▸ Materials provided
※ ※ ※

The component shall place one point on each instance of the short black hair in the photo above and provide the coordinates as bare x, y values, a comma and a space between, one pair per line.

※ ※ ※

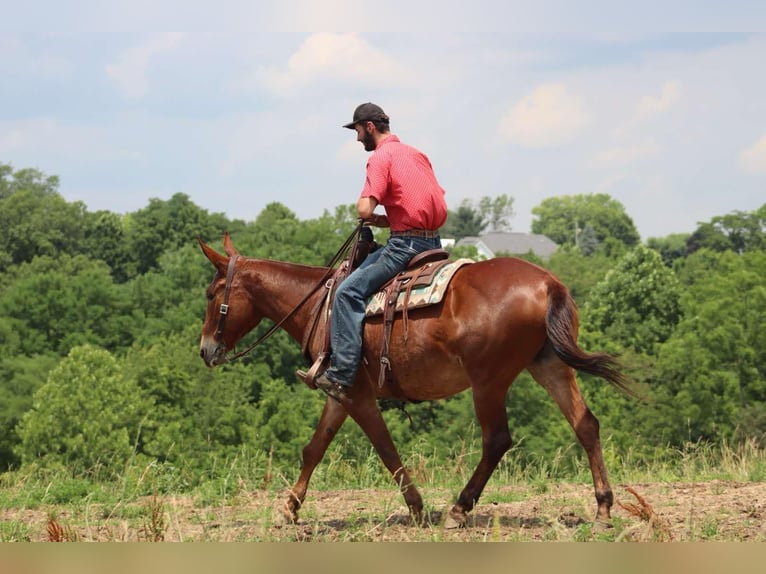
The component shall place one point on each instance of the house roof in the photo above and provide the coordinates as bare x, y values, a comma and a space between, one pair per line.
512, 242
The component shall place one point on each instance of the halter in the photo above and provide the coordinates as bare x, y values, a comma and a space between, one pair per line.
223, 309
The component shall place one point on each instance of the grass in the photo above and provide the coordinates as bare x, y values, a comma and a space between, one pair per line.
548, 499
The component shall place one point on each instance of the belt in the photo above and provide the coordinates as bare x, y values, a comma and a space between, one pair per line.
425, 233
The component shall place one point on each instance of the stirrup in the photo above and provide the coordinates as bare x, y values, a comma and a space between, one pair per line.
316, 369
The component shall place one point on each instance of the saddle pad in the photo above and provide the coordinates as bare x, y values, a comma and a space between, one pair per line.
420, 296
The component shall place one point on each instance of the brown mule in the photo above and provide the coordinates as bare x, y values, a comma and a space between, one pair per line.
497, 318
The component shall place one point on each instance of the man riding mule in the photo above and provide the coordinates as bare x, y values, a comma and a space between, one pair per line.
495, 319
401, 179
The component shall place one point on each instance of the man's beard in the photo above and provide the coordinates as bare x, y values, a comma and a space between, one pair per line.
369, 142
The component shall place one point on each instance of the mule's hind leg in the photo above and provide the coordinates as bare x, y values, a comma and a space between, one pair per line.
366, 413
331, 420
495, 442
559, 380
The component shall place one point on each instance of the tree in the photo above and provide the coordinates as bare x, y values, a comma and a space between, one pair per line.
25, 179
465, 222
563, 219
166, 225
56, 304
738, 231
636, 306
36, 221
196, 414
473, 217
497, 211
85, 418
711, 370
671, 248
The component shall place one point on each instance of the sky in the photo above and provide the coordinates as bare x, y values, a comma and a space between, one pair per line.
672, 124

※ ※ ※

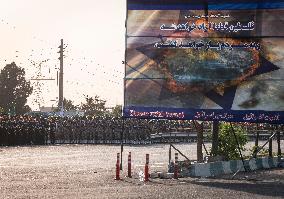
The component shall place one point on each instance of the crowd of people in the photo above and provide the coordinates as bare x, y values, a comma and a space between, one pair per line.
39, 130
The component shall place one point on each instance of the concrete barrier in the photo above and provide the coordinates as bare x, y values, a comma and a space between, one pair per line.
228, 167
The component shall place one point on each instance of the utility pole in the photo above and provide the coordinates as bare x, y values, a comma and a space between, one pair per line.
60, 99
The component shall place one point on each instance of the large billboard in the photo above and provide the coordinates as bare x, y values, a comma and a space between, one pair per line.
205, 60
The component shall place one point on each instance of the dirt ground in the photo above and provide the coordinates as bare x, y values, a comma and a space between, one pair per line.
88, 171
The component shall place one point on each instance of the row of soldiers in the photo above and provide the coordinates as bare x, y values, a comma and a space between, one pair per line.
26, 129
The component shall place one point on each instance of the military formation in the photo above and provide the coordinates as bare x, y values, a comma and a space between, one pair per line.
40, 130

※ ※ ※

▸ Exercise task
Pull out each line of the entries above that contains the word "mule", and list those lines.

▸ Result of the task
The component shall place one point on each instance of the brown mule in the photo above and provide the coordinates as bare x, y values, a comma and a space between, one pair per line.
The component shall place one point on each instance of the man riding mule in the photo above and provide the coordinates as bare x, y values, a comma and a space between, one pair per line.
The component shall place one point on each instance of the mule's hind leg in the photo above and provide the coordinates as bare x, y values, a comma and a space between, one pair per line.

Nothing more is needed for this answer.